» Data section
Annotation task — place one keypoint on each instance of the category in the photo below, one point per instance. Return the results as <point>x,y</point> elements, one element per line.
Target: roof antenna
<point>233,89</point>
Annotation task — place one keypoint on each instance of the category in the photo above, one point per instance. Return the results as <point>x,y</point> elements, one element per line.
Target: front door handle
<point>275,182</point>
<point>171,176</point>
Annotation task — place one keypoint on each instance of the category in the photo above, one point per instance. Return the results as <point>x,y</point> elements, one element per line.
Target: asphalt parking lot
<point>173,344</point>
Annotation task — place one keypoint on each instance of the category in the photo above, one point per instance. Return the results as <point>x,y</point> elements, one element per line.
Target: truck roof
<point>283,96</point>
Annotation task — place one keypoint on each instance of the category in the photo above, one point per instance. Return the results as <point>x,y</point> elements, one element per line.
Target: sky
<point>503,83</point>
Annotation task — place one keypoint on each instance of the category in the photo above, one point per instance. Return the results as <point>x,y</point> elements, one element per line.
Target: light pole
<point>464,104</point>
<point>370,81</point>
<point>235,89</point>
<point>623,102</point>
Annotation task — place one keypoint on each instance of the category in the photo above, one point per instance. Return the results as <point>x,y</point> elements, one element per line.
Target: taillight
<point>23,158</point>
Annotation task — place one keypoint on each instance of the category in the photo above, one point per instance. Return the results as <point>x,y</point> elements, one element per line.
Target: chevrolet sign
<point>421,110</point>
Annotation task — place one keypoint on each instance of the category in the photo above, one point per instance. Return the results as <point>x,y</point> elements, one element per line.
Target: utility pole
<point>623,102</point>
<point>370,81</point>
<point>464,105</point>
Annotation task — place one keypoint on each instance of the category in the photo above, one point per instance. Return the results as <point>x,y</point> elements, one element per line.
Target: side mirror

» The problem
Reproduce the listing in full. Keep it exactly as written.

» Problem solution
Annotation task — place one keypoint on each instance of the category in the photo below, one point per instance. Return the results as <point>x,y</point> elements, one element per line.
Target: roof antenna
<point>233,89</point>
Annotation task — place one keypoint on each instance of the category in the photo above, one point per instance. Return the results as <point>x,y</point> elements, one element per line.
Target: front door handle
<point>275,182</point>
<point>171,176</point>
Annotation task — place one keypoint on each instance of the category in the photo above, one point per instance. Return the results as <point>x,y</point> elements, one element per line.
Target: asphalt parking lot
<point>173,344</point>
Annotation task — place one keypoint on each instance of the category in the photo above, one point per instance. Return the results as <point>x,y</point> elements, one element per line.
Target: truck roof
<point>283,96</point>
Annotation task — place one keypoint on each instance of the category in the photo above, one point per instance. Return the results as <point>x,y</point> elements, one element per line.
Target: sky
<point>503,83</point>
Annotation task — place one keypoint on each instance of the category in the photo above, one point per instance. Return the results as <point>x,y</point> elements, one element per line.
Target: light pole
<point>464,104</point>
<point>370,81</point>
<point>235,89</point>
<point>623,102</point>
Annotation task — place one keypoint on each instance of the category in the photo above, one point per instance. Return the results as <point>x,y</point> elements, one element per line.
Target: taillight
<point>23,158</point>
Annotation task — place one keypoint on each instance of the category in the photo above, one point per instance. Return the results as <point>x,y</point> elements, one element per line.
Target: chevrolet sign
<point>421,110</point>
Annotation task — place one keypoint on each instance of the category in the photo above, one point per instance. Return the results as <point>x,y</point> elements, one element per line.
Target: utility pole
<point>623,102</point>
<point>370,81</point>
<point>464,105</point>
Annotation task — place one keypoint on each instance of the category in the photo above, one point per instance. Return the results as <point>x,y</point> elements, one element per line.
Target: side mirror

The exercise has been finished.